Quelle:
◇ ◇ ◇ ◇ ◇ ◇ ◇

Hamas: "Die Errichtung von 'Israel' ist vollkommen illegal"

Seite 3: Verheerende Regierungsbilanz von Hamas im Gaza-Streifen

Der folgende Beitrag ist vor 2021 erschienen. Unsere Redaktion hat seither ein neues Leitbild und redaktionelle Standards. Weitere Informationen finden Sie hier.

Tatsächlich hat die Hamas ein Problem: Im Gaza-Streifen reagiert sie zwar mit harter Hand. Aber seit sie 2006 in freien Wahlen an die Macht kam, hat sie den winzigen Küstenstreifen in zwei Kriege mit Israel geführt, den erstem 2008/9 und den zweiten 2014, die in verheerenden Niederlagen endeten. Tausende auf Israel abgeschossene Raketen, die die Hamas offenbar extra für diesen Zweck angeschafft hatte, führten nur dazu, dass das militärisch weit überlegene Israel den Gaza-Streifen in Schutt und Asche bombte.

Inzwischen ruhen die Waffen zwar, aber die Bevölkerung leidet unter den Kriegsfolgen. Politisch geht es nicht vor und nicht zurück, vor allem seit das Militär in Ägypten die Muslimbrüder, als deren Ableger Hamas einst gegründet worden war, und deren Präsidenten Mohammed Mursi von der Macht vertrieben hat. Die Grenze zu Ägypten ist gegenwärtig geschlossen.

Zwar hat Ägypten gerade angekündigt, die Grenze bald zwei Mal im Monat zu öffnen. Aber die Gaza-Regierung, also die Hamas, ist ihren Bürger natürlich schon eine Erklärung schuldig, warum alle Nachbarn ihnen die Tür vor der Nase zuschlagen. Insofern muss man die Richtlinien wohl als einen Versuch sehen, neue politische Spielräume zu gewinnen.

◇ ◇ ◇ ◇ ◇ ◇ ◇

Datensatzeinträge zu Objektpositionen:
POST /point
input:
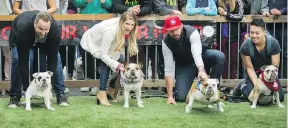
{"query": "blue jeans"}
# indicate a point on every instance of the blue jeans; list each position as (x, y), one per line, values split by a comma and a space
(16, 84)
(213, 59)
(59, 87)
(104, 73)
(246, 90)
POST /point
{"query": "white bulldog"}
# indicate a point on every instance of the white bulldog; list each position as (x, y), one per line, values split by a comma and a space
(206, 93)
(265, 87)
(132, 80)
(40, 87)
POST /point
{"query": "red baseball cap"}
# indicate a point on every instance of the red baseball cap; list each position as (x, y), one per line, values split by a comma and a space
(172, 22)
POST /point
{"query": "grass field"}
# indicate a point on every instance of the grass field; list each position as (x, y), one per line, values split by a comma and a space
(84, 113)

◇ ◇ ◇ ◇ ◇ ◇ ◇

Aufgabe A: Schreiben Sie den Artikel über die Hamas vollständig und Zeichen für Zeichen ab.
Aufgabe B: Geben Sie die Zeilen sämtlicher Einträge als Markdown-Tabelle mit den Spalten „Nr.“ und „Zeile“ wieder und lassen Sie dabei Leerzeilen weg. Die Bilder gehören nicht in die Tabelle.

Ergebnis A:
Hamas: "Die Errichtung von 'Israel' ist vollkommen illegal"

Seite 3: Verheerende Regierungsbilanz von Hamas im Gaza-Streifen

Der folgende Beitrag ist vor 2021 erschienen. Unsere Redaktion hat seither ein neues Leitbild und redaktionelle Standards. Weitere Informationen finden Sie hier.

Tatsächlich hat die Hamas ein Problem: Im Gaza-Streifen reagiert sie zwar mit harter Hand. Aber seit sie 2006 in freien Wahlen an die Macht kam, hat sie den winzigen Küstenstreifen in zwei Kriege mit Israel geführt, den erstem 2008/9 und den zweiten 2014, die in verheerenden Niederlagen endeten. Tausende auf Israel abgeschossene Raketen, die die Hamas offenbar extra für diesen Zweck angeschafft hatte, führten nur dazu, dass das militärisch weit überlegene Israel den Gaza-Streifen in Schutt und Asche bombte.

Inzwischen ruhen die Waffen zwar, aber die Bevölkerung leidet unter den Kriegsfolgen. Politisch geht es nicht vor und nicht zurück, vor allem seit das Militär in Ägypten die Muslimbrüder, als deren Ableger Hamas einst gegründet worden war, und deren Präsidenten Mohammed Mursi von der Macht vertrieben hat. Die Grenze zu Ägypten ist gegenwärtig geschlossen.

Zwar hat Ägypten gerade angekündigt, die Grenze bald zwei Mal im Monat zu öffnen. Aber die Gaza-Regierung, also die Hamas, ist ihren Bürger natürlich schon eine Erklärung schuldig, warum alle Nachbarn ihnen die Tür vor der Nase zuschlagen. Insofern muss man die Richtlinien wohl als einen Versuch sehen, neue politische Spielräume zu gewinnen.

Ergebnis B:
| Nr. | Zeile |
|---|---|
| 1 | POST /point |
| 2 | input: |
| 3 | {"query": "blue jeans"} |
| 4 | # indicate a point on every instance of the blue jeans; list each position as (x, y), one per line, values split by a comma and a space |
| 5 | (16, 84) |
| 6 | (213, 59) |
| 7 | (59, 87) |
| 8 | (104, 73) |
| 9 | (246, 90) |
| 10 | POST /point |
| 11 | {"query": "white bulldog"} |
| 12 | # indicate a point on every instance of the white bulldog; list each position as (x, y), one per line, values split by a comma and a space |
| 13 | (206, 93) |
| 14 | (265, 87) |
| 15 | (132, 80) |
| 16 | (40, 87) |
| 17 | POST /point |
| 18 | {"query": "red baseball cap"} |
| 19 | # indicate a point on every instance of the red baseball cap; list each position as (x, y), one per line, values split by a comma and a space |
| 20 | (172, 22) |
| 21 | POST /point |
| 22 | {"query": "grass field"} |
| 23 | # indicate a point on every instance of the grass field; list each position as (x, y), one per line, values split by a comma and a space |
| 24 | (84, 113) |